*** EXTRAIT DU DOCUMENT ***

C’est là que la musique commence, et qu’on voit Calaf bien vivant, un peu incrédule devant le Mandarin (Sergio Vitale) qui n’est que le pompier transformé en personnage un peu étrange et fantomatique.
Apparaît le décor, de Zinovy Margolin, une vaste nef gothique, qui est l’abbaye de San Galgano en Toscane (dont il ne reste que les murs) et qui ressemble aussi un peu à San Lorenzo Maggiore voire Santa Chiara, deux monuments majeurs de Naples.
On est loin de Pékin, dans des limbes, aux portes de l’Enfer, et où le peuple de Pékin est représenté comme des âmes errantes qui semblent sorties d’une gravure ancienne avec des masques animaliers qui rappelleraient presque l’acte III de Falstaff (costumes de Galya Solodovnikova), soulignant la vision d’un univers mental où Calaf retrouve son père qu’il vient d’enterrer et Liù son premier amour qui s’est ouvert les veines jadis. En somme on est passé de la cité impériale à l’Enfer de Dante où chaque âme en partance porte sa barque
Dans ce premier acte où Calaf est entre la vie et la mort, le choix semble être de suivre son père Timur et Liù dans la mort, et c’est ce que les deux semblent demander (le texte est assez intéressant d’ailleurs par son ambiguïté) ou de choisir de résister (il est dans le coma) et d’aller vers la vie donc Turandot. Comme pour le Calaf original, l’enjeu est vital : il s’agit d’exister par l’amour
Des cintres descend alors un lourd décor abritant une salle d’opération avec trois médecins affairés autour du corps du blessé, et à un moment Turandot désespérée entre pour le voir, une scène que Calaf dédoublé regarde de l’extérieur, voyant défiler sa vie matérialisée par la vision de son visage se rajeunissant jusqu’à l’enfance.

*** ENTRÉES FOURNIES ***

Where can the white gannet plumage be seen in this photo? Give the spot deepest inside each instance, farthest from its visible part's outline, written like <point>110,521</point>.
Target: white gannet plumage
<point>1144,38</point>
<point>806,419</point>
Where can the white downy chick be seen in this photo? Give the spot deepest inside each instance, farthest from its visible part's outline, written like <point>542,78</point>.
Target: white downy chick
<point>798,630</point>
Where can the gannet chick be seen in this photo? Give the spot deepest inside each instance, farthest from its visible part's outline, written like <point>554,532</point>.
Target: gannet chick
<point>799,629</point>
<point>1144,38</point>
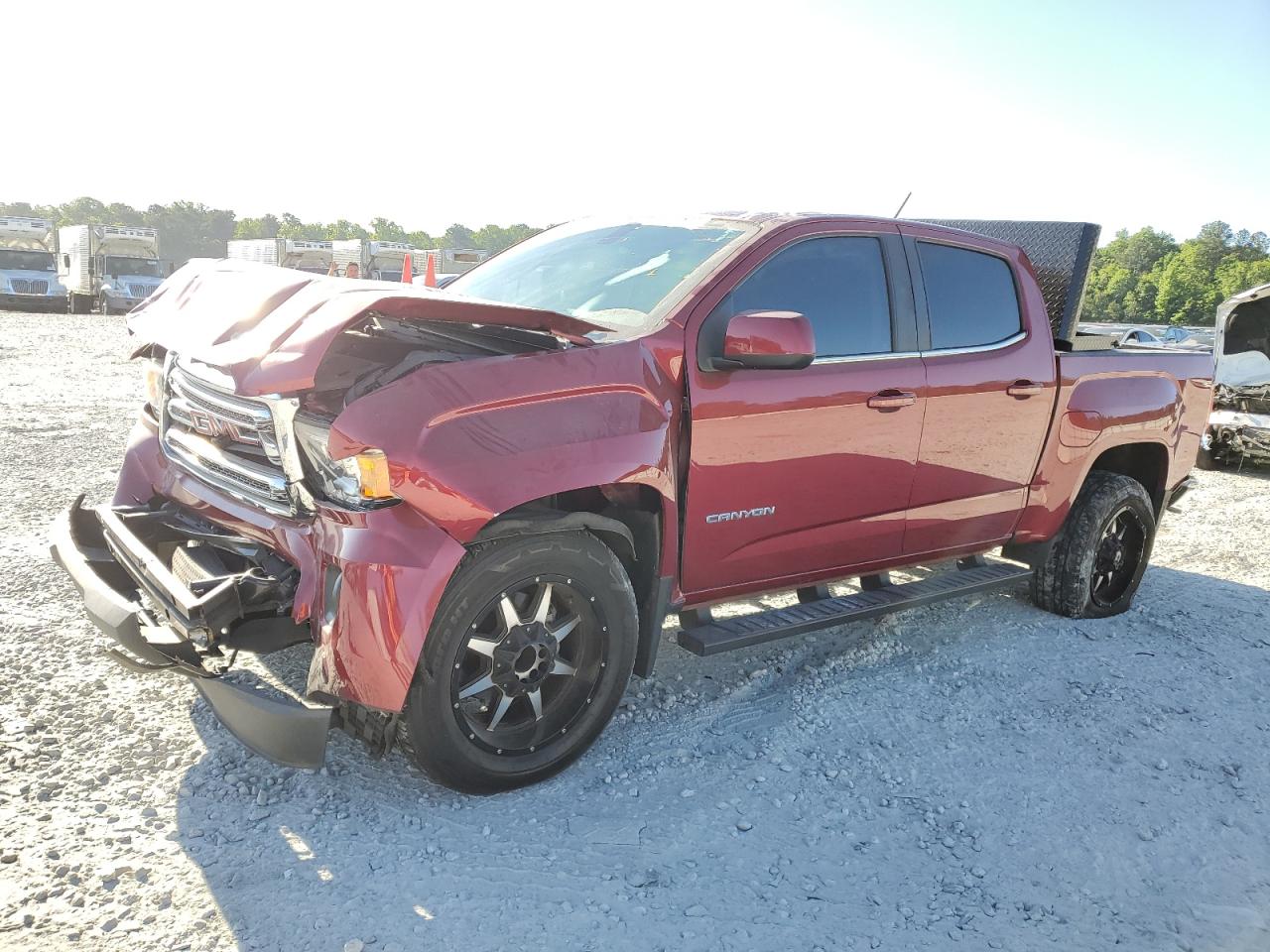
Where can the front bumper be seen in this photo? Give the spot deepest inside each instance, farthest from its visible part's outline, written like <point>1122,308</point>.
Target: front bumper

***

### CONSIGNE 1
Citez le passage du texte sur la mise en scène de Turandot compris entre « C’est là que » et « étrange et fantomatique. », bornes incluses.
### CONSIGNE 2
Poursuivez le texte sur la mise en scène de Turandot après sa dernière phrase.

### RÉSULTAT DE L'EXERCICE 1
C’est là que la musique commence, et qu’on voit Calaf bien vivant, un peu incrédule devant le Mandarin (Sergio Vitale) qui n’est que le pompier transformé en personnage un peu étrange et fantomatique.

### RÉSULTAT DE L'EXERCICE 2
Quant aux ministres Ping, Pang et Pong, ils apparaissent dans le rêve cauchemardesque de Calaf sous les blouses des médecins et avec des masques d’oiseaux, comme s’ils l’encourageaient eux aussi à renoncer et à se laisser mourir. En somme un monde de cauchemar.
Si tout n’est pas clair a priori, néanmoins la trame se déroule sans à‑coups, avec la fluidité habituelle, et Barkhatov habilement utilise le texte pour faire émerger certains gestes, ou la musique pour des mouvements convulsifs des âmes transformant la chinoiserie musicale en danse macabre (chorégraphie un peu ridicule de Dina Khuseyn– mais c’est je pense, voulu pour « distancier ») à laquelle l’usage des percussions diverses dans la partition de Puccini, et singulièrement mises en valeur par Dan Ettinger, donne une certaine logique, une certaine cohérence.
Barkhatov souligne que dans l’œuvre (l’interview dans le programme de salle est à ce titre intéressante, juste et sensible, et montre que ce travail n’a rien du n’importe quoi dont on accuse les metteurs en scène « modernes ») le premier acte est celui de Calaf, et le second celui de Turandot.
Ainsi, si Calaf transcende voiture accidentée et salle d’opération pour déclarer à la fin du premier acte sa soif de vie et d’amour, le deuxième acte est celui de Turandot et Barkhatov imagine les mêmes scènes mais vues cette fois-ci du côté de la femme.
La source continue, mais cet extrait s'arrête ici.